AIM OF THE TASK
Copy out all the entries below, swapping "Target" for "Object" each time it shows up and leaving every other character untouched.

SUPPLIED RECORDS

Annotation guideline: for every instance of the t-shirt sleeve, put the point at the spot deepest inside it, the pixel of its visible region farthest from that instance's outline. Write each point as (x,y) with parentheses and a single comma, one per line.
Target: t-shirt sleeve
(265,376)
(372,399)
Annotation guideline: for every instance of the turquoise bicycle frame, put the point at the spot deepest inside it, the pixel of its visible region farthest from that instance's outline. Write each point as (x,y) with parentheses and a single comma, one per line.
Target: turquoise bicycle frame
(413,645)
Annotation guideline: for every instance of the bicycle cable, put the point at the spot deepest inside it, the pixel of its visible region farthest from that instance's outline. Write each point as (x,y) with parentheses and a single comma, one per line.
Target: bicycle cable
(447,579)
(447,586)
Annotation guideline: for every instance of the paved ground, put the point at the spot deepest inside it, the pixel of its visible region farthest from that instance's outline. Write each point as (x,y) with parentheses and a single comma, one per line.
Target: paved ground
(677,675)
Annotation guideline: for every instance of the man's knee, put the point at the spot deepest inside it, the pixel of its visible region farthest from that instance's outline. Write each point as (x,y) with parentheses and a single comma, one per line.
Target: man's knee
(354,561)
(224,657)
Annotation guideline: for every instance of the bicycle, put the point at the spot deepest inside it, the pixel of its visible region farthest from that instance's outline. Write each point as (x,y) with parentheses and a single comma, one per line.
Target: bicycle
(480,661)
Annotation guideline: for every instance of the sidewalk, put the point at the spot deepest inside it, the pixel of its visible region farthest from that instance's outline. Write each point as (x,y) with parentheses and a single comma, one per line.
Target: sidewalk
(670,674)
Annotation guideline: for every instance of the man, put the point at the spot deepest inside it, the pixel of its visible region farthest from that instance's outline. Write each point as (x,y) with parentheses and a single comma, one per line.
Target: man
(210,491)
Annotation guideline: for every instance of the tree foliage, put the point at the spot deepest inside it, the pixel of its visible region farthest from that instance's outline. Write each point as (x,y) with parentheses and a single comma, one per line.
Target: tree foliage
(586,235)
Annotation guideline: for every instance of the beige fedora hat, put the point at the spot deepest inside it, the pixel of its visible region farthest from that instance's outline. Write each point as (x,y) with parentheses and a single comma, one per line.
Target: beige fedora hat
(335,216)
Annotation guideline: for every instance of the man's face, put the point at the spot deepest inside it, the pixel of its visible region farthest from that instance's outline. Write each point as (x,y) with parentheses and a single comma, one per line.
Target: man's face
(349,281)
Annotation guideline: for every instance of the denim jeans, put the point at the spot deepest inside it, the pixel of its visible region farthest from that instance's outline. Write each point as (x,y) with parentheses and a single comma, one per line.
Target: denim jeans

THE RESULT
Annotation guideline: for every instance of the t-shirt sleeve, put the point at the spot deepest inside it, the pixel of its visible region farthest from that instance's outline. Write each point as (x,y) with parentheses and a single comma, one per line.
Object: t-shirt sleeve
(265,376)
(372,399)
Annotation guideline: for every instance of the turquoise bicycle frame, put the point at the spot deepest inside it, the pixel of its visible region farthest from that instance's outline. Write each point as (x,y) with parentheses and a single comma, one per line.
Object: turquoise bicycle frame
(413,645)
Annotation guideline: for every instance of the bicycle cable, put the point at the spot deepest inside it, the pixel of its visible region farthest from that instance's outline. Write each point as (x,y) with parentheses and a single comma, one per line.
Object: bicycle cable
(447,579)
(447,586)
Annotation guideline: for every instance of the paved ground, put the point at the spot deepest inside it, the pixel of its visible region farthest from that instance's outline. Write each point as (x,y) with parentheses and a single comma, one per line.
Object: paved ground
(677,675)
Annotation guideline: for every instance of the man's knee, put the point at the spot deepest inside it, the pixel of its visible region farthest from that instance's outline. Write each point as (x,y) with parentheses and a single comma, one per line.
Object: man's knee
(354,561)
(224,657)
Annotation guideline: for every instance of the bicycle, put the point at the spot deepest inside it, the pixel of its visible region farthest from that instance's outline. Write each point as (x,y) with parentheses and a single comma, one per line.
Object: bicycle
(480,661)
Annotation guideline: for every instance of the sidewalk, put the point at the spot deepest inside it, the pixel of its visible region farthest from that instance's outline. Write each point as (x,y) with parentheses and a single comma, one per line.
Object: sidewalk
(670,674)
Annotation guideline: for every instance of the man, put the point at the spot deepest inside it, the pixel of its visible region farthest from that instance's outline. Write each point as (x,y) with parentheses and a single comma, one per line.
Object: man
(210,491)
Annotation guideline: for every instance of the tree foliage, put the point at the spot deepest inside it, the pixel of its visible region farthest from that instance's outline. Write each point as (x,y) with parentheses and a single comma, one per line.
Object: tree foliage
(586,235)
Annotation guideline: for every instance of the beige fedora hat, put the point at the spot deepest inside it, the pixel of its visible region farthest from that instance's outline. Write each point as (x,y) with parentheses and a single comma, one per line.
Object: beige fedora hat
(335,216)
Annotation guideline: for every instance of the man's face, put the point at the spot deepest inside it, the pixel of its visible region farthest from that instance's outline. Write each point as (x,y) with parentheses and a single comma, one per line.
Object: man's face
(349,281)
Annotation guideline: for every instance of the denim jeans, put the point at the spot deepest inside it, the pixel of its visible region farthest from that instance's outline. Write each point as (x,y) with parentheses and a single comma, one per line.
Object: denim jeans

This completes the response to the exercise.